- **Given instruction 1**: In the R mailing-list message about matrix summation, what value of i does the writer want to compute matrix C for?
- **Given instruction 2**: Carry on the mailing-list message about computing matrix C in R, picking up right after its last sentence.

- **Passage to read**:
On 24-08-2013, at 23:13, Sebastian Hersberger <sebastian.hersber...@unibas.ch> 
wrote:

> Thanks. I restate my problem/question and hope its better understandable now.
> 
> Let us define A and B as kxk matrices. C is the output (matrix), which I try 
> to calculate for differnt i values. 
> 
> So for example: I want to caluclate the matrix C for the value i=10:
> 
> Therefore, I set:
> 
> i <- c(0, 1, 2, 3, 4, 5, 6, 7, 8, 9, 10)
> 
> Finally, I have to define the summation formula in R. My question is how this 
> following summation formula has to be applied to R.

- **Source data**:
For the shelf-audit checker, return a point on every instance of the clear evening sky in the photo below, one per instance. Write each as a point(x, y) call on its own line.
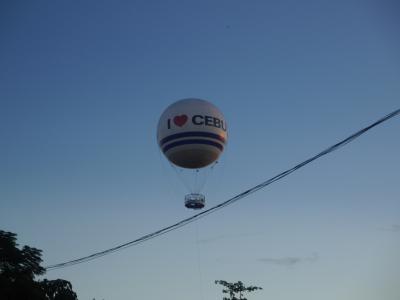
point(83, 83)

- **Task answer 1**: i = 10

- **Task answer 2**:
> 
> The arithmetic form of the formula equals:
> 
> C = (Σ(from i=0 to i)  A^i ) x B x (Σ(from i=0 to i) A^i )’
> 
> Which means: 
> matrix C equals the sum from i=0 to i times matrix A to the power of i
> times matrix B
> times the transposed/invers of the sum from i=0 to i times matrix A to the 
> power of i


This is not the same (inner) summation as in the first post where i starts at 1 
and goes to j-1.

Original: (Σ_(i=1)^(j-1) A^i ) B (Σ_(i=1)^(j-1) A^i)’
That made me wonder what is supposed to happen when j=1? (Originally j started 
at 1 and stopped at n)

David's solution can be wrapped in a function like this

genAsum <- function(A,n,B) {
    tmp <- Reduce("+", lapply(0:n, FUN=function(j) A%^%j))
    tmp %*% B %*% t(tmp)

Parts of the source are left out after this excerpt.